作業内容>
提示文のうち「結局毎回、子どもたちのお相手に奔走する羽目になるのだけれども。」から「まだ妊娠8ヶ月ながら、すでに名前まで決めている幸せ街道ばく進のご様子。」までの箇所を、一字一句違えずに書き写してください。

··· 提示文

昔のこと

帰郷するたびに言われるセリフがある。
「お帰りはおひとりですか?」
一度だけ、「2人で…」とボケたら、
騒然となったことも。
余計なお世話だとも思いつつ、
親戚縁者でも、25歳Overで独り身なのは、
なんとオレだけとなってしまった今日この頃。
盆や正月といった、大量の人員が集まる時期には、
確かに手持ち無沙汰というか、何やらこころもとないのも事実である。
結局毎回、子どもたちのお相手に奔走する羽目になるのだけれども。
おかげさまで、幼児と老人には大人気です。
ま、田舎は婚姻ごとが早め早めではあるのだが、
ちょっと帰省期間を長めにして滞在していると、
なんだか、結婚時期が遅い首都圏の方が異常なのでは…と
洗脳されてくる。
そして今回、昨年結婚の(結婚式では私が友人代表スピーチもした)
最親友におめでたが発覚。
まだ妊娠8ヶ月ながら、すでに名前まで決めている幸せ街道ばく進のご様子。

······
··· 表示情報

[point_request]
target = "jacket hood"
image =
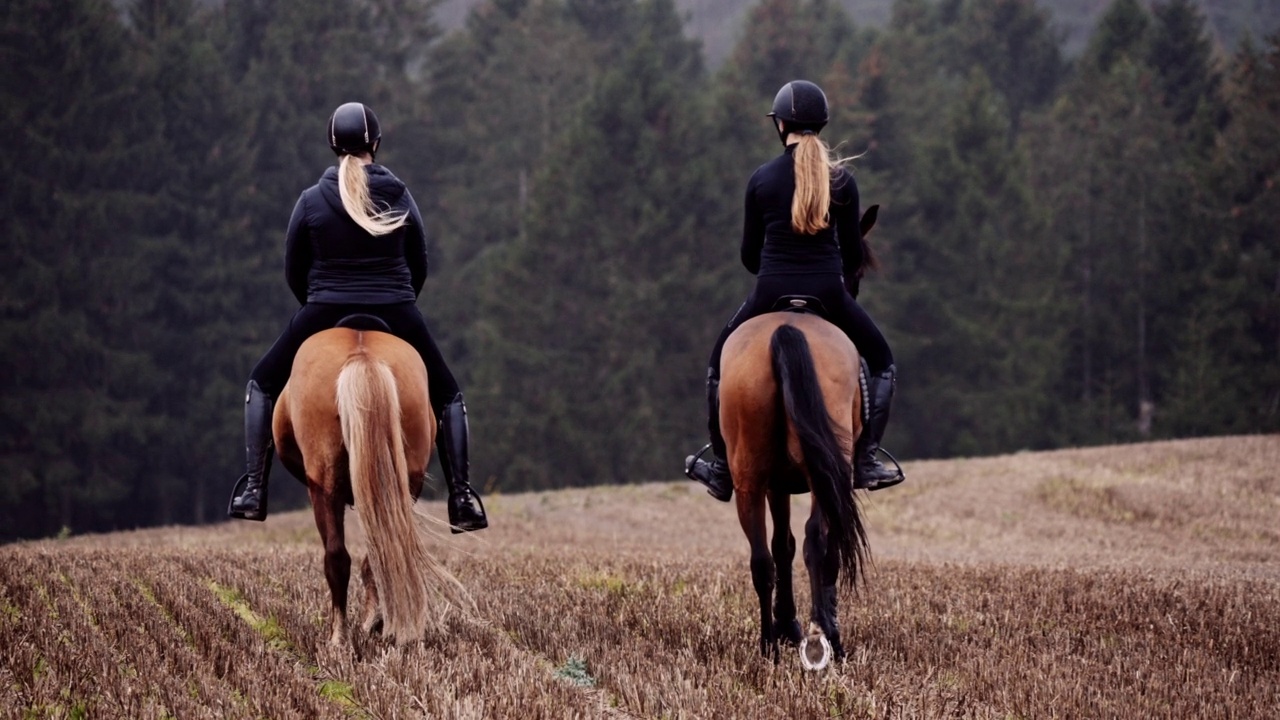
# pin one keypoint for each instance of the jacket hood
(384, 187)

······

問題の解答>
結局毎回、子どもたちのお相手に奔走する羽目になるのだけれども。
おかげさまで、幼児と老人には大人気です。
ま、田舎は婚姻ごとが早め早めではあるのだが、
ちょっと帰省期間を長めにして滞在していると、
なんだか、結婚時期が遅い首都圏の方が異常なのでは…と
洗脳されてくる。
そして今回、昨年結婚の(結婚式では私が友人代表スピーチもした)
最親友におめでたが発覚。
まだ妊娠8ヶ月ながら、すでに名前まで決めている幸せ街道ばく進のご様子。